Part of a data file

----

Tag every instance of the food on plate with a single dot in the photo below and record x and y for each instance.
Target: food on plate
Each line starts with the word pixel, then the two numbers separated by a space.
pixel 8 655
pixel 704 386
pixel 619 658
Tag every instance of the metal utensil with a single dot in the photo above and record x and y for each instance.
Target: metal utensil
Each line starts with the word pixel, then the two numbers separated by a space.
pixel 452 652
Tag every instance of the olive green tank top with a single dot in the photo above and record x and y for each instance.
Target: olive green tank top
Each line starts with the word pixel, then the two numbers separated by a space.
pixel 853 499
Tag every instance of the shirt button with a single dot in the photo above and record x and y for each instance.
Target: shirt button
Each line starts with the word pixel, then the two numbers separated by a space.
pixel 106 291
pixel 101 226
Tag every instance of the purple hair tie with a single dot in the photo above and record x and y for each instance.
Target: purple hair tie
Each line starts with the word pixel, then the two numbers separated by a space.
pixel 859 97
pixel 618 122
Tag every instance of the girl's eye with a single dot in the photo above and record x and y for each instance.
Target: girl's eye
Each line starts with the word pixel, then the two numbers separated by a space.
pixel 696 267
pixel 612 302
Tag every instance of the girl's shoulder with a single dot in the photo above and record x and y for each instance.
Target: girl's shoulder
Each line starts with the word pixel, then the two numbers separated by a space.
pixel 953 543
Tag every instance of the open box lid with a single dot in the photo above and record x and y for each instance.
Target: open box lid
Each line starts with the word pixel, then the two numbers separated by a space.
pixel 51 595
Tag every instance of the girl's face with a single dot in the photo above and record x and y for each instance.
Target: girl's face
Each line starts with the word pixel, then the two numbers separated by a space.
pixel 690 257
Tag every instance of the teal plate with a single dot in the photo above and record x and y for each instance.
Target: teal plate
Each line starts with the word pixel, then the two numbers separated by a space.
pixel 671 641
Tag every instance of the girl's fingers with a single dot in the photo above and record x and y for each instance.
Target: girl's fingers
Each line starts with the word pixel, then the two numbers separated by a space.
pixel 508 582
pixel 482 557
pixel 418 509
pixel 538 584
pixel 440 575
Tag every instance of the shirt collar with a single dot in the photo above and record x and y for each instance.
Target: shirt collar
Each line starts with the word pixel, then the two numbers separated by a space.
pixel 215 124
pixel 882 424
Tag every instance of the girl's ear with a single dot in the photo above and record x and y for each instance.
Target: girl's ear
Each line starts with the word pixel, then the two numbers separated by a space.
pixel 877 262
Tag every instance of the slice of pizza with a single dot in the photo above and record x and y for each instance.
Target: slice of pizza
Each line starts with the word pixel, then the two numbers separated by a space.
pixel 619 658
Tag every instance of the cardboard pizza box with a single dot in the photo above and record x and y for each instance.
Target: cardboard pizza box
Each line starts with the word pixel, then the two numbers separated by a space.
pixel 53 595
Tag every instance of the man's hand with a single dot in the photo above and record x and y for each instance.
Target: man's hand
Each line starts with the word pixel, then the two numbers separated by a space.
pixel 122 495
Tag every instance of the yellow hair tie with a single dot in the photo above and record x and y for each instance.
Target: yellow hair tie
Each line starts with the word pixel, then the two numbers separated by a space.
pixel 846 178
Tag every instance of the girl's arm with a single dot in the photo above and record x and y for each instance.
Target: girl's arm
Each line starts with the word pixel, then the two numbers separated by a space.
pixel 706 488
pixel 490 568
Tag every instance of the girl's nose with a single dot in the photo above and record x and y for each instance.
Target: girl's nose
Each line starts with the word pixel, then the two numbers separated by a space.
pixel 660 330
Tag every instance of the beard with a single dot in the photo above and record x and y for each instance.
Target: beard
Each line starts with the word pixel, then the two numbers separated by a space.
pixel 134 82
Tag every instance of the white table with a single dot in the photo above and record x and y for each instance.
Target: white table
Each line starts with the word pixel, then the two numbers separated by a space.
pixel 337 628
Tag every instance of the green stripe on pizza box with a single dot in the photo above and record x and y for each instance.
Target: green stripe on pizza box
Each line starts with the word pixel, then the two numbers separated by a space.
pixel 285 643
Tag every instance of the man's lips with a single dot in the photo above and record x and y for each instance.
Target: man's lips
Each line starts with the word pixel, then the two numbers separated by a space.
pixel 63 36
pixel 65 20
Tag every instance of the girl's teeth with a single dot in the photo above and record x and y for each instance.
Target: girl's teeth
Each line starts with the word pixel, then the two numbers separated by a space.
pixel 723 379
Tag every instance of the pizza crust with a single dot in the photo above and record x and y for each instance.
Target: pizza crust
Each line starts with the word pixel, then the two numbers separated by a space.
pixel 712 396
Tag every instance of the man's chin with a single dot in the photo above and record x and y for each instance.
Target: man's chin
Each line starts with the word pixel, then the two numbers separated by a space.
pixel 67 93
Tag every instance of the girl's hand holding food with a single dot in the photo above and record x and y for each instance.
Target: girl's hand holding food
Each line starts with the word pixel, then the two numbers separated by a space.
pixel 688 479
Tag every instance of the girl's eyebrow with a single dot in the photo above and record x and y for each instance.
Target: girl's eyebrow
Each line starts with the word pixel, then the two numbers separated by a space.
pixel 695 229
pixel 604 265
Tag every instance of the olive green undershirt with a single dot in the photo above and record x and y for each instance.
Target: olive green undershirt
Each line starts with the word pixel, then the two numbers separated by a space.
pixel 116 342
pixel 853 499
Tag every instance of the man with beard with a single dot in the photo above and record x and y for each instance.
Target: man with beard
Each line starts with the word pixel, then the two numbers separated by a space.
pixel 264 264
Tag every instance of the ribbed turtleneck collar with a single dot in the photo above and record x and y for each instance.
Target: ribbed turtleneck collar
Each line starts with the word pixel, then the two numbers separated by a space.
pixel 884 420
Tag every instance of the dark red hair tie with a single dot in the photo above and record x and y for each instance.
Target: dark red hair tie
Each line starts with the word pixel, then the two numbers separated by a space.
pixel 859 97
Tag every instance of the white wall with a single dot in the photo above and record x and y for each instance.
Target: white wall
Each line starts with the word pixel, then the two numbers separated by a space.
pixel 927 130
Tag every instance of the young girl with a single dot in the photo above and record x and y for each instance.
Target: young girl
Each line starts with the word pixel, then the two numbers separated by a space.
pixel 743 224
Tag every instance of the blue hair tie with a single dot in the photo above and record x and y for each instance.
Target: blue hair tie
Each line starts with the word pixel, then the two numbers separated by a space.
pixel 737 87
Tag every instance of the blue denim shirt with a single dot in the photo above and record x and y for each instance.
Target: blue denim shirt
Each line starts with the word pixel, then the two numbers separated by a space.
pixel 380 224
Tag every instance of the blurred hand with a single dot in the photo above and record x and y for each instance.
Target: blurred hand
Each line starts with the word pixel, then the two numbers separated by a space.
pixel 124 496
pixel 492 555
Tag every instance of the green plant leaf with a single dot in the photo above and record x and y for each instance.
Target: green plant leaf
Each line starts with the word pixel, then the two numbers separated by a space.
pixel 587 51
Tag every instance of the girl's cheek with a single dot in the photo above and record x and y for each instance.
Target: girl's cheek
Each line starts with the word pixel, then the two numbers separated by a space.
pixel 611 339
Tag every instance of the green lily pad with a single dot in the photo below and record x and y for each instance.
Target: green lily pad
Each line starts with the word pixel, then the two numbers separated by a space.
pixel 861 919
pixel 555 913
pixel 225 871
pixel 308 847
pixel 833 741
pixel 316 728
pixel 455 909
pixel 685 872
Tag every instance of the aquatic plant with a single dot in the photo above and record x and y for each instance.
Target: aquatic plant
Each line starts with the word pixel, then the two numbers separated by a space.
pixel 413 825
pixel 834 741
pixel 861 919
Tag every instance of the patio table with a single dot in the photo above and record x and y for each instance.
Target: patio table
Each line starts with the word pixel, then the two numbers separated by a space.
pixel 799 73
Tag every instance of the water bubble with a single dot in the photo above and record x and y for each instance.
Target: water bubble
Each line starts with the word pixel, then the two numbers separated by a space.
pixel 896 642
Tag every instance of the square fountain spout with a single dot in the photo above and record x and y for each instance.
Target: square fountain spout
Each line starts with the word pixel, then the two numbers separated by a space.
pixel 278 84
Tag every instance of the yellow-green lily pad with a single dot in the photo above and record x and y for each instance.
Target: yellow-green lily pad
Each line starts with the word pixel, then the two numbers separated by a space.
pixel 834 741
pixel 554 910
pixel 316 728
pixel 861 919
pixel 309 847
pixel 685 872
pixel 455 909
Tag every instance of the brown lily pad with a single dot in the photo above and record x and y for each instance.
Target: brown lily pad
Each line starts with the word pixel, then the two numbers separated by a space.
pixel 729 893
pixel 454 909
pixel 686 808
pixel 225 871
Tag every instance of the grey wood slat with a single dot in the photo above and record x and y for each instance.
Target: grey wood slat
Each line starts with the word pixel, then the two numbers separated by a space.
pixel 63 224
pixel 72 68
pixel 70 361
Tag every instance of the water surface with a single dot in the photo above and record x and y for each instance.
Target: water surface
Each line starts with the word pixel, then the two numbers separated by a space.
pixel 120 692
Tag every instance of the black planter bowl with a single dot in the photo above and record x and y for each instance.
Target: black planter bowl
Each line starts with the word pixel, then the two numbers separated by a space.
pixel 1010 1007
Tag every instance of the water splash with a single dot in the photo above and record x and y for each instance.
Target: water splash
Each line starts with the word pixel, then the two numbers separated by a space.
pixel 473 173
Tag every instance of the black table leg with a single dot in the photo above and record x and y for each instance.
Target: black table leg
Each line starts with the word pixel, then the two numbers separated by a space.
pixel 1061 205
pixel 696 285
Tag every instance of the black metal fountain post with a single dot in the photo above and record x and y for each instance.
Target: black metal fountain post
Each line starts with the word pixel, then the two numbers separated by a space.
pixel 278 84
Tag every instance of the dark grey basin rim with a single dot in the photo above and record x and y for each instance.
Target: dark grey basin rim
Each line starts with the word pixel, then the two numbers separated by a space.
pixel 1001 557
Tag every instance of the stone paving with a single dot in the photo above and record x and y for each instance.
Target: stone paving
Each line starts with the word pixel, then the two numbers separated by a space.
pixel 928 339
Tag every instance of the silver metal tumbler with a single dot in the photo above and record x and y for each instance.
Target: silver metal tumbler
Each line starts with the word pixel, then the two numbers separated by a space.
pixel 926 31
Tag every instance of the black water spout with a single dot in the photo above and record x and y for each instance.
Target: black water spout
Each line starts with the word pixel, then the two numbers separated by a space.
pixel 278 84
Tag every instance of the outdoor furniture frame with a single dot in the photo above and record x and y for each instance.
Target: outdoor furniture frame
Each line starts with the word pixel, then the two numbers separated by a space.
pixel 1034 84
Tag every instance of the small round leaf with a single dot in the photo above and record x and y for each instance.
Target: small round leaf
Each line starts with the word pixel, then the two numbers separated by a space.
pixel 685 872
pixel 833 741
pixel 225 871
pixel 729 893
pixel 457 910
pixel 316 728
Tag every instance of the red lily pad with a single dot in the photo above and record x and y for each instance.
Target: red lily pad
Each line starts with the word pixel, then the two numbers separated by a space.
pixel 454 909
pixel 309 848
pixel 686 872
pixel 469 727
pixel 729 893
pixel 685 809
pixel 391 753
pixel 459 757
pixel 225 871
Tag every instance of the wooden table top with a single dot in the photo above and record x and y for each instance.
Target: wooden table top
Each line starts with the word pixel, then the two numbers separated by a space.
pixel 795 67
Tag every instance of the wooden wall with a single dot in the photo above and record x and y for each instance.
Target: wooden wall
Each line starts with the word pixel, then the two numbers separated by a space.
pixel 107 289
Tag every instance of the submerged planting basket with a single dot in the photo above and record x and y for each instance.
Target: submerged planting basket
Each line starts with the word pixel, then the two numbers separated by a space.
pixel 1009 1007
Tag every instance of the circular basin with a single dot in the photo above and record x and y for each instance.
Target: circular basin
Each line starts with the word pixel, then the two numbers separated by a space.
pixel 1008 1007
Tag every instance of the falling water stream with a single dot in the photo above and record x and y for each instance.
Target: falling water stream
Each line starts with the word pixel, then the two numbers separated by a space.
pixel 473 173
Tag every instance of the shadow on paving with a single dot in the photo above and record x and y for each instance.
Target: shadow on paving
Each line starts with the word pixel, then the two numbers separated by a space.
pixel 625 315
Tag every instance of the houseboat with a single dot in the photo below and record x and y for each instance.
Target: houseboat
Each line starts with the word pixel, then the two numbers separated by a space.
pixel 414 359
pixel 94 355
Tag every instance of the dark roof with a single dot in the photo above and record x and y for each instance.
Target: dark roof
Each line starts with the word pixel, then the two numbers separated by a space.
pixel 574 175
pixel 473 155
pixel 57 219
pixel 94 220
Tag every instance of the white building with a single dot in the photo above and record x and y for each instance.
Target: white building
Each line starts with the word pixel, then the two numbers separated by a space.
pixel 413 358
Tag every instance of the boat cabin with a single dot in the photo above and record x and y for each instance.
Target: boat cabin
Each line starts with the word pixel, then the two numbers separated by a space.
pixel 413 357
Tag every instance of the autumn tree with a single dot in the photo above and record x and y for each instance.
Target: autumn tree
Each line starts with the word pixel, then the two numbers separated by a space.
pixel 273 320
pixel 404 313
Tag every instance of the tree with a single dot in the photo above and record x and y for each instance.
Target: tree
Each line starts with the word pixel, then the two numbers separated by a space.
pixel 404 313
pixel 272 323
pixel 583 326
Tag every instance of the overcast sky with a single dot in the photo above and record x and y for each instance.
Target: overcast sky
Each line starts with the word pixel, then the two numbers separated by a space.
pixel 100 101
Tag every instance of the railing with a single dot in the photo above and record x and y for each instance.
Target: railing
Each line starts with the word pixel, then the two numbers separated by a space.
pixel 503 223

----

## AIM
Return exactly the lines from the line bearing "Tag every instance of the overcast" to the end of the records, inclusive of both; include no other lines.

## TASK RESULT
Tag every instance of the overcast sky with a single dot in the photo above and record x and y for each instance.
Target: overcast sky
Each line starts with the word pixel, then the two numbers separated by a space.
pixel 100 101
Tag every instance of the railing with a single dot in the photo above and record x and y for each instance.
Target: railing
Each line starts with the word pixel, then the two numbers separated by a space.
pixel 503 223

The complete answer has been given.